Text excerpt:
Within 20 days, he had lost more than 20 pounds and was becoming agitated and combative. On Dec. 29 the staff was about to send Cole to a hospital behavioral unit for evaluation when they found him in a coma. They sent him to a hospital in Stillwater instead.

He died on Jan. 21, 2007, of dehydration, kidney failure and pneumonia.

On Monday, Cole's family filed a federal wrongful-death lawsuit against Golden LivingCenter Greeley nursing home. The suit seeks more than $75,000 in damages.

The home's administrator, Sharon Thole, declined to comment on Tuesday because she has not seen the suit.

An investigation by the state last year found the home negligent in Cole's care for not preventing his dehydration, not maintaining his weight and not notifying his doctor of his weight loss.

"His wife, Virginia, saw him nearly every day in the nursing home, and when she asked about how he was eating, they told her he was doing fine," said attorney Mark Kosieradzki of Plymouth, who filed the suit on behalf of Cole's family in U.S. District Court in Minneapolis.

Data block:
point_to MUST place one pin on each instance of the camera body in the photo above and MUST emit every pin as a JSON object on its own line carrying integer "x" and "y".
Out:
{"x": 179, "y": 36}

Assigned task A: List each failing for which the state investigation described in the news excerpt about Cole's death found the nursing home negligent.
Assigned task B: According to the news excerpt about Cole's death, why did the home's administrator decline to comment?
Assigned task C:
Answer these questions from the news excerpt about Cole's death:
(i) On what date did Cole die?
(ii) How much in damages does the suit seek?
(iii) In which court was the suit filed?

Written answer A:
- Not preventing his dehydration
- Not maintaining his weight
- Not notifying his doctor of his weight loss

Written answer B: Sharon Thole, the home's administrator, declined to comment on Tuesday because she had not seen the suit.

Written answer C:
(i) Jan. 21, 2007
(ii) More than $75,000
(iii) U.S. District Court in Minneapolis